-- begin Source extract --
FAQ

From Smooks

Jump to: navigation, search

Contents

What's the easiest way to get started with Smooks?

The easiest way to get started with Smooks is to:

  1. Have a quick read of the Smooks Basics section.
  2. Download and try out some of the examples.

The tutorials are the perfect base upon which to integrate Smooks into your application.

How do I use Smooks in a Maven/Ant based Project?

Take a look at Maven & Ant.

What "Processing Model" does Smooks employ?

Smooks supports DOM and SAX based processing models, but adds a more "code friendly" layer on top of them. See the User Guide.

What "Configuration Model" does Smooks employ?

See the SmooksResourceConfiguration javadocs.

What is a "Message Fragment"?

See Fragment based Data Processing with Smooks.

What is a "selector"?

A Smooks transformation is specified as a series of "resource" configurations (typically made in an XML file). Smooks loads/looks-up/"selects" a resource at runtime through the resources configuration "selector" value. For an XML fragment (Element) transformation resource, the selector value is the XML Element name. When Smooks passes over the message and encounters each Element, it uses the Element's name to "select" the resources to be applied to that message fragment.

A "selector" is not always an XML Element name however. An example of this would be message parser resource configurations (CSV parser, EDI parser etc), where the selector is always "org.xml.sax.driver ".

Is Smooks an alternative to technologies such as XSLT?

No! Smooks is a framework for performing Fragment based Data Processing using existing XML processing technologies (such as XSLT). Read about Why Smooks was Created.

Other technologies supported by Smooks are: raw Java, Groovy script, FreeMarker and StringTemplate templating.
-- end Source extract --
To do:
a - According to the Smooks FAQ, which processing models does Smooks support?
b - Retype the Smooks FAQ from "See the SmooksResourceConfiguration" up to and including "such as XSLT?".
-- begin Supplied material --
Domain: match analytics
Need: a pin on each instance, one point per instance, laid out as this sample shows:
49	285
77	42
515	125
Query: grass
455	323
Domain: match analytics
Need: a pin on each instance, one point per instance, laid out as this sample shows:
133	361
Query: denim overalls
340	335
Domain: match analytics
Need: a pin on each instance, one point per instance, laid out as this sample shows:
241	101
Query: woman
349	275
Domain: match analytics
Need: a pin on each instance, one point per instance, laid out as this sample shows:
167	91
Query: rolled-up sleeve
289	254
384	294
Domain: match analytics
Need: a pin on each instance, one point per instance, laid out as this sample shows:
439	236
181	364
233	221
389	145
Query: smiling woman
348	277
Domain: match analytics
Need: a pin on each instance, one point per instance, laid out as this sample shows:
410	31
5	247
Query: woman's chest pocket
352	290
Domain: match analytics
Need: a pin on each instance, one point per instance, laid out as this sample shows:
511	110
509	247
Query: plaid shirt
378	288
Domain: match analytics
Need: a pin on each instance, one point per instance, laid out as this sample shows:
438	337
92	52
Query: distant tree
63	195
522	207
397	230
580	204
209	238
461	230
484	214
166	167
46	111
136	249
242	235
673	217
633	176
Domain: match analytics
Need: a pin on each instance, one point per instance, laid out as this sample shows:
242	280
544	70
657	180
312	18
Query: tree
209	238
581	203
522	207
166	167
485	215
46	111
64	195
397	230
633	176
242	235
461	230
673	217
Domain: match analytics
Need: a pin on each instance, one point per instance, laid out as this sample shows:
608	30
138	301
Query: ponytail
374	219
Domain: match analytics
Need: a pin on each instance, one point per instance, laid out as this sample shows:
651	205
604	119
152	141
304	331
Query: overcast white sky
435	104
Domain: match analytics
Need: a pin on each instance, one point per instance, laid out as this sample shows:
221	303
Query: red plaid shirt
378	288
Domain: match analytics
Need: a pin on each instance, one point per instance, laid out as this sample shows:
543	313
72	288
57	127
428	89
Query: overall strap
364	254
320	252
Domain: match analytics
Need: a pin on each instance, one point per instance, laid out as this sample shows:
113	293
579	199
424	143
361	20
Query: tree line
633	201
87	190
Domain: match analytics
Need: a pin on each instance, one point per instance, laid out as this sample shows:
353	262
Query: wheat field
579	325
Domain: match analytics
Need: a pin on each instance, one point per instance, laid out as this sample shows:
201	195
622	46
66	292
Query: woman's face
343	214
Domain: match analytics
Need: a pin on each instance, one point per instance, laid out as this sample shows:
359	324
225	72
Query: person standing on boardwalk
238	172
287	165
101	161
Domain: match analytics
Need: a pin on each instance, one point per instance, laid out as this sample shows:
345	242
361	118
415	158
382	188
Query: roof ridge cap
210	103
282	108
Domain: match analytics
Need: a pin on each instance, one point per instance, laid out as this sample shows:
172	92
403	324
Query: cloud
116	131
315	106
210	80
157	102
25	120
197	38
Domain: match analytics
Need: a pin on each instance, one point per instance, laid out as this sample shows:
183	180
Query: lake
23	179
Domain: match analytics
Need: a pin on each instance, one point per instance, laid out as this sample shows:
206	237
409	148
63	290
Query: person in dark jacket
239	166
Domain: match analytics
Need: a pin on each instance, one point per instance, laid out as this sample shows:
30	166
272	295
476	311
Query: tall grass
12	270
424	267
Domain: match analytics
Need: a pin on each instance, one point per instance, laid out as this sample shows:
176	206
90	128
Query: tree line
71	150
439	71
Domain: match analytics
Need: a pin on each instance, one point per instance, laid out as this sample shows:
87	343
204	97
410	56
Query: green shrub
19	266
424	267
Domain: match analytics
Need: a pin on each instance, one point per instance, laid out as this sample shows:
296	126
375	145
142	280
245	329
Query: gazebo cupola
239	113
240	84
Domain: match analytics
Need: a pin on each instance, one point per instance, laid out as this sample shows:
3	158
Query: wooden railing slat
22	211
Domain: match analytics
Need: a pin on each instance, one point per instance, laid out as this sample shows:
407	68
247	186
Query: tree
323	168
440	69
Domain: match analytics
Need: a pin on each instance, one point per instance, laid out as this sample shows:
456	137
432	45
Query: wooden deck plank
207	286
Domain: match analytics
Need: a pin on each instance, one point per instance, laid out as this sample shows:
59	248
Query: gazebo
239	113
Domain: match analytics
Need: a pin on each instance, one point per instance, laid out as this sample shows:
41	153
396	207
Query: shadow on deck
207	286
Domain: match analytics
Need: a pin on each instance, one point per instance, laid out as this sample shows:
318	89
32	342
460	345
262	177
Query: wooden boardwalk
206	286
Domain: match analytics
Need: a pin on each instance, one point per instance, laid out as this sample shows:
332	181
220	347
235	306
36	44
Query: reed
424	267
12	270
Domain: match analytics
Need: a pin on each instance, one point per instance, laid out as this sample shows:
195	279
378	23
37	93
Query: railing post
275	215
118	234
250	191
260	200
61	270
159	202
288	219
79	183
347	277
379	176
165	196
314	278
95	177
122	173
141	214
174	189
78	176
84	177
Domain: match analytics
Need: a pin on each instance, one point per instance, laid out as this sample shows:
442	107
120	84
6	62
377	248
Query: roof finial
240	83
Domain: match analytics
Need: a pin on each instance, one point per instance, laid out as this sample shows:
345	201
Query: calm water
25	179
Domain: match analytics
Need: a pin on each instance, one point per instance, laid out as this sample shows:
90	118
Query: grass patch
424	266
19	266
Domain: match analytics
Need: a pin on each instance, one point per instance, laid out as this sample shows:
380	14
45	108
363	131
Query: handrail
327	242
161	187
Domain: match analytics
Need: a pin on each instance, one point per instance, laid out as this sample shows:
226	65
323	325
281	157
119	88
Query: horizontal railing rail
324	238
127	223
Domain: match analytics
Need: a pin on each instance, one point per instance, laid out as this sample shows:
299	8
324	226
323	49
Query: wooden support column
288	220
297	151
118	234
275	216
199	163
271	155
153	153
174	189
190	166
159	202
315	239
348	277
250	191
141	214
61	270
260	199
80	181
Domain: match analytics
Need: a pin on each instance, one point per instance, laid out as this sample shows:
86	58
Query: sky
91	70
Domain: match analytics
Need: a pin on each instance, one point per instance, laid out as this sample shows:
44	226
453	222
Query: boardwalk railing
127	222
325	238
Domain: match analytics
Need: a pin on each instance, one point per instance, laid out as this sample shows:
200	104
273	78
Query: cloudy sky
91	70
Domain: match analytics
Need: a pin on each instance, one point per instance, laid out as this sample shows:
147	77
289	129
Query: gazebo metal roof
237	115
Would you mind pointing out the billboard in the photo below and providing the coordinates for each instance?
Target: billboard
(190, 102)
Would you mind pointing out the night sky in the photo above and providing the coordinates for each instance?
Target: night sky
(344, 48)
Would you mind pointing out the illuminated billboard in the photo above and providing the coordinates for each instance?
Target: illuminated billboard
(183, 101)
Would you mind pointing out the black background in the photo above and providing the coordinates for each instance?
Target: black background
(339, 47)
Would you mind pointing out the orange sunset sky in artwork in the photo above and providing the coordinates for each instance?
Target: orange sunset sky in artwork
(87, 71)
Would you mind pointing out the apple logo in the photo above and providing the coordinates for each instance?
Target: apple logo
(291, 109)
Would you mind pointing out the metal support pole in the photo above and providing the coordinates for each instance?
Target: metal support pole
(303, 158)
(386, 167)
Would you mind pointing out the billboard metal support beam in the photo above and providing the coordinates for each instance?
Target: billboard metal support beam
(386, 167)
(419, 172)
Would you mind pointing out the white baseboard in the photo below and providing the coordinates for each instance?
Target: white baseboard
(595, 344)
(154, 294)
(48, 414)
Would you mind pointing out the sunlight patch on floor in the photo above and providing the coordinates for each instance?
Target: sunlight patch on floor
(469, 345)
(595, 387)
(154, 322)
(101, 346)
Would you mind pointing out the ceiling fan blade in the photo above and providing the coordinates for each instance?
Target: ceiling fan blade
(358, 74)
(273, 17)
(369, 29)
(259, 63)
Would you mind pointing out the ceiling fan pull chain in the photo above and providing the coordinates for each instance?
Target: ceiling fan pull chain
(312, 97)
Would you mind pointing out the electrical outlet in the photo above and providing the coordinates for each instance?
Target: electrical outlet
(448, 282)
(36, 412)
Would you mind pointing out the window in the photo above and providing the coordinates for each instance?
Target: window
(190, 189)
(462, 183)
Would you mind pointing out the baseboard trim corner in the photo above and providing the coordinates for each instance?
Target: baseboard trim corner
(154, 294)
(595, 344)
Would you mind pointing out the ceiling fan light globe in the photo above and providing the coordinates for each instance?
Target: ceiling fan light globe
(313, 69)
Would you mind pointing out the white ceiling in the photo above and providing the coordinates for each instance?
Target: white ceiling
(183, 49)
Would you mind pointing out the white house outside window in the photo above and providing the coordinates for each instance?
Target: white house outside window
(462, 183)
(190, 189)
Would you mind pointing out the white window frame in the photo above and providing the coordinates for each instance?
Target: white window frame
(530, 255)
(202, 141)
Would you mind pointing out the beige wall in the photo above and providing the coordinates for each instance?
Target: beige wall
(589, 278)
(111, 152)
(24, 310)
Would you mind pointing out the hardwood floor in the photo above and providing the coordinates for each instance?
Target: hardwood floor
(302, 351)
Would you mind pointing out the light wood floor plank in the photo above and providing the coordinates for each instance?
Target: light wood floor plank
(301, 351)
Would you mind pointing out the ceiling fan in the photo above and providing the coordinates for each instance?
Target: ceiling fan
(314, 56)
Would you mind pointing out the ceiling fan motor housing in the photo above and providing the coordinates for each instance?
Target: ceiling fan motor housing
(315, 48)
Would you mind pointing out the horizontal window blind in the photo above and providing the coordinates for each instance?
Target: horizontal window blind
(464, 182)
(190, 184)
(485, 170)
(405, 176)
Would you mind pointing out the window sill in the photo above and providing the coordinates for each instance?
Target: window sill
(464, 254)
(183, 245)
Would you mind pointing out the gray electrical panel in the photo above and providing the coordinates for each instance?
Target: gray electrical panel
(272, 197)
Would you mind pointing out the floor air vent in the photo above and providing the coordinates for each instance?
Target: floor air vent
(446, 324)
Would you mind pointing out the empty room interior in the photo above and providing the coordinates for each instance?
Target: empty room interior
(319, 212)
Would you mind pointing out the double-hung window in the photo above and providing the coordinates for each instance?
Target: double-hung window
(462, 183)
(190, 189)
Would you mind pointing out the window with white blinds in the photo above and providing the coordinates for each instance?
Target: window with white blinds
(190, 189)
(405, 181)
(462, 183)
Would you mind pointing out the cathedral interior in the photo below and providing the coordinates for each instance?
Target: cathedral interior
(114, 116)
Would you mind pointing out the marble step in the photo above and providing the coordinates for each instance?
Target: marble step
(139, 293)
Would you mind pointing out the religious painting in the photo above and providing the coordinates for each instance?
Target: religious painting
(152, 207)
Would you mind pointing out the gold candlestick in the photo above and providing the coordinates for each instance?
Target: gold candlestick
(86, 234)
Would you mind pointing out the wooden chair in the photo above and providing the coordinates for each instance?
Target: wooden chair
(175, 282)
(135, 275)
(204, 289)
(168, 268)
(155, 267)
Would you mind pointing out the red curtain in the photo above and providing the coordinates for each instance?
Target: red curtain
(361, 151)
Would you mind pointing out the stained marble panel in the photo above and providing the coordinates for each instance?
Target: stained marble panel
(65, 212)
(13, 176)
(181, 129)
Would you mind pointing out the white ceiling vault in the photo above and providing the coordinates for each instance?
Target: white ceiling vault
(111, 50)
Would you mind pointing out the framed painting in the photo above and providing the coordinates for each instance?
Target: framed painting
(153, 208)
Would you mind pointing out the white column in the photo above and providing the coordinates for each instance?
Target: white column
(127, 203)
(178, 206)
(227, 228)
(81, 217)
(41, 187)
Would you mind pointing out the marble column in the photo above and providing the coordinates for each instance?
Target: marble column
-- end Supplied material --
Responses per task:
a - DOM and SAX based processing models.

b -
See the SmooksResourceConfiguration javadocs.

What is a "Message Fragment"?

See Fragment based Data Processing with Smooks.

What is a "selector"?

A Smooks transformation is specified as a series of "resource" configurations (typically made in an XML file). Smooks loads/looks-up/"selects" a resource at runtime through the resources configuration "selector" value. For an XML fragment (Element) transformation resource, the selector value is the XML Element name. When Smooks passes over the message and encounters each Element, it uses the Element's name to "select" the resources to be applied to that message fragment.

A "selector" is not always an XML Element name however. An example of this would be message parser resource configurations (CSV parser, EDI parser etc), where the selector is always "org.xml.sax.driver ".

Is Smooks an alternative to technologies such as XSLT?